▼▼▼
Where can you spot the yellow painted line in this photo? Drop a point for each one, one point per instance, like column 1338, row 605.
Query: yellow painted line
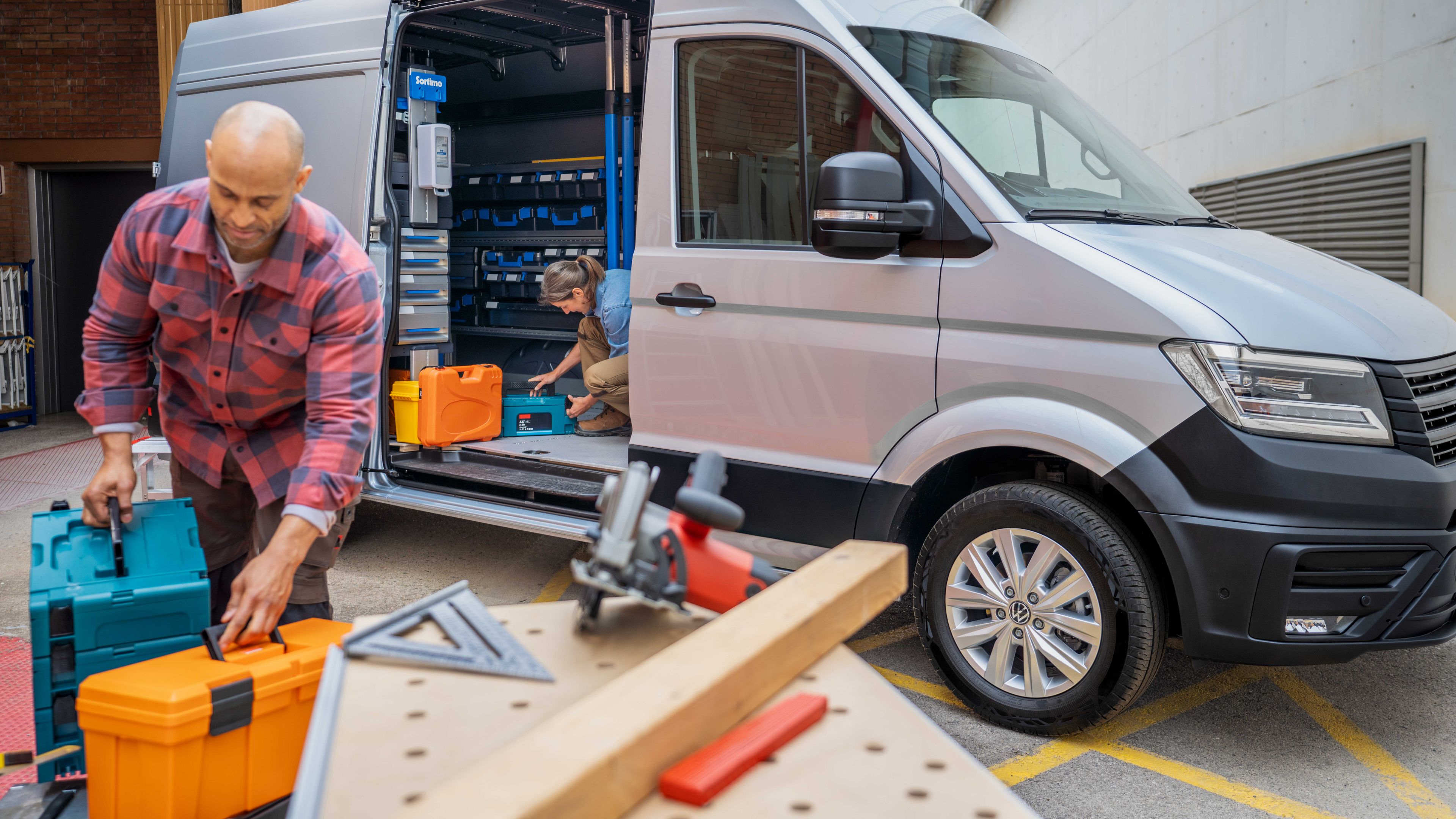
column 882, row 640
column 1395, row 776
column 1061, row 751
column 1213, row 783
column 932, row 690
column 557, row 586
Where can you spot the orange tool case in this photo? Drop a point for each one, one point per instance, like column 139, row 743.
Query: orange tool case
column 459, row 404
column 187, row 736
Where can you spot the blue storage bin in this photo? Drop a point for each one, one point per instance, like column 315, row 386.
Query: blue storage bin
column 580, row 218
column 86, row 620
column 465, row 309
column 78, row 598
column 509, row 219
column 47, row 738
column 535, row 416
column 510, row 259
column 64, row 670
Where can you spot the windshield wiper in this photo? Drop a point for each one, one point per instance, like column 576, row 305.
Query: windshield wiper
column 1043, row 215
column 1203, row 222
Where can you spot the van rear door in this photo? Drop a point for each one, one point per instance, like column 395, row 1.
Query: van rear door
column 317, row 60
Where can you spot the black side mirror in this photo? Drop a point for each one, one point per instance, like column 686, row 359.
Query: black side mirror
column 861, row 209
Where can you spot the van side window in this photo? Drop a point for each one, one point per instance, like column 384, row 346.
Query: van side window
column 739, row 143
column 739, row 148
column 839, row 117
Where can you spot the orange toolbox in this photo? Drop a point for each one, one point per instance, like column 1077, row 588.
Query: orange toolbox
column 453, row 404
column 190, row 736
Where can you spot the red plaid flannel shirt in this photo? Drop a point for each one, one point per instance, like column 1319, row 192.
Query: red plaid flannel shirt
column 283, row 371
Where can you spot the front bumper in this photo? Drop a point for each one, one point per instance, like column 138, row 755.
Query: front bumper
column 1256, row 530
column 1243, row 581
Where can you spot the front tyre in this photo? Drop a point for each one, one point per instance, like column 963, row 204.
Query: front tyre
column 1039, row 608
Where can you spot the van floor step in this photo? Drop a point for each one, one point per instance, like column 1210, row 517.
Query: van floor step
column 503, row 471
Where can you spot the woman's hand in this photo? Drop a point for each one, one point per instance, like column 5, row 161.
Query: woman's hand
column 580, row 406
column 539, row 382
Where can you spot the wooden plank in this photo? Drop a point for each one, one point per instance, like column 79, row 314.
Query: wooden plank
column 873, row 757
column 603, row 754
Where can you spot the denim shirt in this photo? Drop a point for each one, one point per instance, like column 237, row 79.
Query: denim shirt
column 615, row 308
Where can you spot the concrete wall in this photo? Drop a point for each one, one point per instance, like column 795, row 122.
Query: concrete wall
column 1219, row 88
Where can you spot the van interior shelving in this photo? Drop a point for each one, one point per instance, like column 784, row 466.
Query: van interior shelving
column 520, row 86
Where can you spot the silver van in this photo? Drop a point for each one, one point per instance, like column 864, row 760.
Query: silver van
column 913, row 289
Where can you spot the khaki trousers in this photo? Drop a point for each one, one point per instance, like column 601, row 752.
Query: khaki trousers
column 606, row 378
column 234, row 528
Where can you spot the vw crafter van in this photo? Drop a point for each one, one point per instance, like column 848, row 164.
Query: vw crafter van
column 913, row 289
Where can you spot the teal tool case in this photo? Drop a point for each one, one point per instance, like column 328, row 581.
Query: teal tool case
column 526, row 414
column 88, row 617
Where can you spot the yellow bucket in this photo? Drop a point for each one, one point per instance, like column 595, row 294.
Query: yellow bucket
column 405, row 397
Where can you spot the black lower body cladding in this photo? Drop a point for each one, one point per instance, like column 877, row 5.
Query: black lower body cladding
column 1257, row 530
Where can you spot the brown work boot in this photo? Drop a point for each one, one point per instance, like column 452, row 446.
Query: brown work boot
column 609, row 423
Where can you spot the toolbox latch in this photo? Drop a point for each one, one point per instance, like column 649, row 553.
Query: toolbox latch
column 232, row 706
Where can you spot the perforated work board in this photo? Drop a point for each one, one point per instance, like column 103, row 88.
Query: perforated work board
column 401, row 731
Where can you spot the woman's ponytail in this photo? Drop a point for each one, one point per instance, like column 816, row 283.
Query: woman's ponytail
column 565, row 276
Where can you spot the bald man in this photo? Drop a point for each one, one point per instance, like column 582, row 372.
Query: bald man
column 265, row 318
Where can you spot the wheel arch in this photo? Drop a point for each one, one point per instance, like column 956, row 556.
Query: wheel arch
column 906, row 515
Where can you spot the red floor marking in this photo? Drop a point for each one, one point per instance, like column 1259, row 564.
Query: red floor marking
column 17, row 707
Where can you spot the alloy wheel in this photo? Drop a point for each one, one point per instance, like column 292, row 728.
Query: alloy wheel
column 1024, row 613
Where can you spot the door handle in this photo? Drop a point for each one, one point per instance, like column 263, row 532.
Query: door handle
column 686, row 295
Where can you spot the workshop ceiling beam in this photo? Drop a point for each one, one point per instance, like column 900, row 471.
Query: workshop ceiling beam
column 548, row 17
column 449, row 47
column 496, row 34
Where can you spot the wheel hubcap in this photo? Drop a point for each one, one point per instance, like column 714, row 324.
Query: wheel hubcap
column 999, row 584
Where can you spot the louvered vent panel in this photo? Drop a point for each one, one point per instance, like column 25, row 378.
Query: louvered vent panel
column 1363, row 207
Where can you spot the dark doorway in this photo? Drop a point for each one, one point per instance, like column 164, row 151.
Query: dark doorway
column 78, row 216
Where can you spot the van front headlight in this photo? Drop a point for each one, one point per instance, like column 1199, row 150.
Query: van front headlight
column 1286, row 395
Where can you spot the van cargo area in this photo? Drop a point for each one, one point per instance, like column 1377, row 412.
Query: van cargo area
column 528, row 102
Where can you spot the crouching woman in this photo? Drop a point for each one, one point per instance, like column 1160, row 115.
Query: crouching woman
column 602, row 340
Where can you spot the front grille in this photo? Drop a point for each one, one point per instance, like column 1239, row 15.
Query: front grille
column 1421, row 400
▲▲▲
Print the lines word for word, starting at the line that contains "Where can you spot the yellow bucket" and stopping after the line that contains "column 401, row 731".

Where can you spot the yellow bucket in this photo? Drop a point for each one, one point per instance, like column 595, row 294.
Query: yellow bucket
column 405, row 397
Where can you spot the black lower body cladding in this photo? Drop a point for each one, one point per instance, like column 877, row 5.
Query: black lower body cladding
column 1257, row 530
Where can you spot the brown work boot in this photo? Drop a point for each one, one point per instance, like column 452, row 446.
Query: brown work boot
column 609, row 423
Where can you spot the toolbox latch in this photo? Drop a point for each one, one point per instance, like column 649, row 553.
Query: toolbox latch
column 232, row 706
Where can you spot the perforated work board in this photo? Drop a point for each one, one point per instance, like column 103, row 88.
Query: perforated work board
column 401, row 731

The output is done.